— Start DATASET CONTENT —
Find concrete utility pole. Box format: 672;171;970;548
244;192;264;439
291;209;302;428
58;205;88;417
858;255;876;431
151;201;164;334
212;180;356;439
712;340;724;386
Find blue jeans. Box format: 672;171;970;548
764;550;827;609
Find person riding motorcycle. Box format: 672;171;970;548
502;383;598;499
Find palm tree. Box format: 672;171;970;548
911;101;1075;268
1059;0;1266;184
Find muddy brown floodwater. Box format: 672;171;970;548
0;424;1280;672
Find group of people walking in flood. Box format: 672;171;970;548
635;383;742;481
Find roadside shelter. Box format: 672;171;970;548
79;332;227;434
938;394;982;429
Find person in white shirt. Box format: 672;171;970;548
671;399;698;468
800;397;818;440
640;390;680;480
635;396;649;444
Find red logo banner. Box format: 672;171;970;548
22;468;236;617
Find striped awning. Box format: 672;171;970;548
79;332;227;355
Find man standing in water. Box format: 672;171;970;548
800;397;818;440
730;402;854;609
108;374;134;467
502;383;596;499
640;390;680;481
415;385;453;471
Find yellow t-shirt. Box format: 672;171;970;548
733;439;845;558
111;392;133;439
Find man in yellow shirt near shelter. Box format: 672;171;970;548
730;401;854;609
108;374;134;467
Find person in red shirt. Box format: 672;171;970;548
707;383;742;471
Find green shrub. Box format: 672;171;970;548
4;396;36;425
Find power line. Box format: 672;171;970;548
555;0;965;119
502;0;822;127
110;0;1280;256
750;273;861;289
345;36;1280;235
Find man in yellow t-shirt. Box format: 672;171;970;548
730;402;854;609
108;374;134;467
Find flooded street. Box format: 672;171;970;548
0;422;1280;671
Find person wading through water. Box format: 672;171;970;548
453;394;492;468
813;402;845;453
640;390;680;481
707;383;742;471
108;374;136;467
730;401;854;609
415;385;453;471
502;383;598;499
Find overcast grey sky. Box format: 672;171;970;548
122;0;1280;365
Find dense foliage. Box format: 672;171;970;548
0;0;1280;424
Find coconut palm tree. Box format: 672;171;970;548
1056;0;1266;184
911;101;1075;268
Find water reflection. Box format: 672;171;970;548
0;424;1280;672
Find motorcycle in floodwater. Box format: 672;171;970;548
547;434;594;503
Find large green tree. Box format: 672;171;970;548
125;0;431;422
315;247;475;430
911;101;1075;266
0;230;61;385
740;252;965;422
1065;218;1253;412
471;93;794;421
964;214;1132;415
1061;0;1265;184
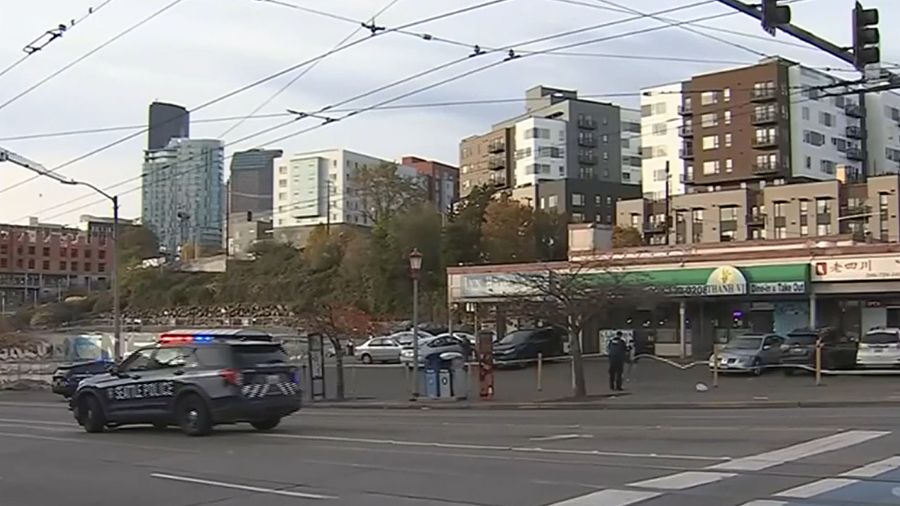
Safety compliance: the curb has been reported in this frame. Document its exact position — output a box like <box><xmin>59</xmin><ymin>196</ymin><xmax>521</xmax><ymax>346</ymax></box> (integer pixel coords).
<box><xmin>304</xmin><ymin>399</ymin><xmax>900</xmax><ymax>411</ymax></box>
— End DATASET CONTENT —
» **WHAT THE TASK ASKS**
Update all of the items above by changing "floodwater" to "flood water" wherever it appears, leaving everything else unchanged. Leave the pictures out.

» **THE RESULT**
Find concrete utility pole. Box format: 672;171;970;548
244;192;264;439
291;209;302;428
58;205;88;417
858;255;876;431
151;201;164;334
212;180;356;439
712;340;724;386
Find blue jeans. Box format: 672;171;970;548
764;550;827;609
Find person riding motorcycle. Box format: 672;171;970;548
502;383;598;499
Find palm tree. Box format: 672;171;970;548
911;101;1075;268
1059;0;1266;184
Find muddy brown flood water. Box format: 672;171;970;548
0;424;1280;672
Find group of people walking in flood. Box format: 672;171;970;548
635;383;742;481
Find roadside shelter. Box format: 672;171;970;548
79;332;227;434
938;394;982;429
Find person in white shirt. Box format: 672;171;970;548
671;399;698;468
800;397;818;440
640;390;680;480
635;396;649;444
Find red logo banner. Box format: 672;171;970;548
22;468;236;617
Find striped awning. Box format: 672;171;970;548
79;332;227;355
Find man standing in water. Box format: 672;171;970;548
800;397;818;440
730;402;854;609
108;374;134;467
502;383;596;499
640;390;680;481
415;385;453;471
Find yellow t-shirt. Box format: 672;171;970;548
733;439;845;558
111;392;133;439
Find man in yellow shirt near shelter. Box format: 672;171;970;548
730;401;854;609
108;374;134;467
Find person in red shirt. Box format: 672;171;970;548
707;383;742;471
Find green shrub. Box format: 672;171;970;548
4;396;36;425
Find power line. Box format: 672;171;970;548
555;0;965;119
502;0;822;127
110;0;1280;256
750;273;861;289
345;36;1280;235
Find man in yellow t-shirt. Box format: 672;171;970;548
730;402;854;609
108;374;134;467
Find flooded street. Box format: 672;171;970;548
0;422;1280;671
Find person wading through water. Box format: 672;171;970;548
453;394;492;468
813;402;845;453
640;390;680;481
707;383;742;471
108;374;136;467
730;401;854;609
415;385;453;471
502;383;598;499
Find overcast grey sky. Box format: 672;171;970;548
122;0;1280;365
Find dense foliage. Box format: 672;171;970;548
0;0;1280;424
Find coconut palm tree. Box format: 672;171;970;548
1056;0;1266;184
911;101;1075;268
Find water reflection. Box format: 672;171;970;548
0;424;1280;672
Find motorcycle in flood water. Box format: 672;171;970;548
547;434;594;503
Find large green tree. Box format: 672;171;970;548
125;0;431;422
315;247;475;430
911;101;1075;266
0;230;61;385
740;252;965;422
1065;218;1253;412
471;93;794;421
964;214;1132;415
1061;0;1265;184
Safety compliance: the curb has been reported in this frame. Document its exact position — output a box like <box><xmin>59</xmin><ymin>196</ymin><xmax>521</xmax><ymax>346</ymax></box> (integer pixel coords).
<box><xmin>304</xmin><ymin>399</ymin><xmax>900</xmax><ymax>411</ymax></box>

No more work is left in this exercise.